Aim of the exercise: Rewrite the lines below, substituting "waves on a lake" for each occurrence of "ripples on water" and keeping everything else unchanged.

Input rows:

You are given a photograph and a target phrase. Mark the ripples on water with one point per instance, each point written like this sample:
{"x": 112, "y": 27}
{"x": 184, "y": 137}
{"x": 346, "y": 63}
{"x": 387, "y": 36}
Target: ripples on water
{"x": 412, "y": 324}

Worked answer:
You are given a photograph and a target phrase. Mark the waves on a lake with one point per instance, each point written like this sample:
{"x": 112, "y": 27}
{"x": 184, "y": 137}
{"x": 346, "y": 63}
{"x": 387, "y": 36}
Target: waves on a lake
{"x": 412, "y": 324}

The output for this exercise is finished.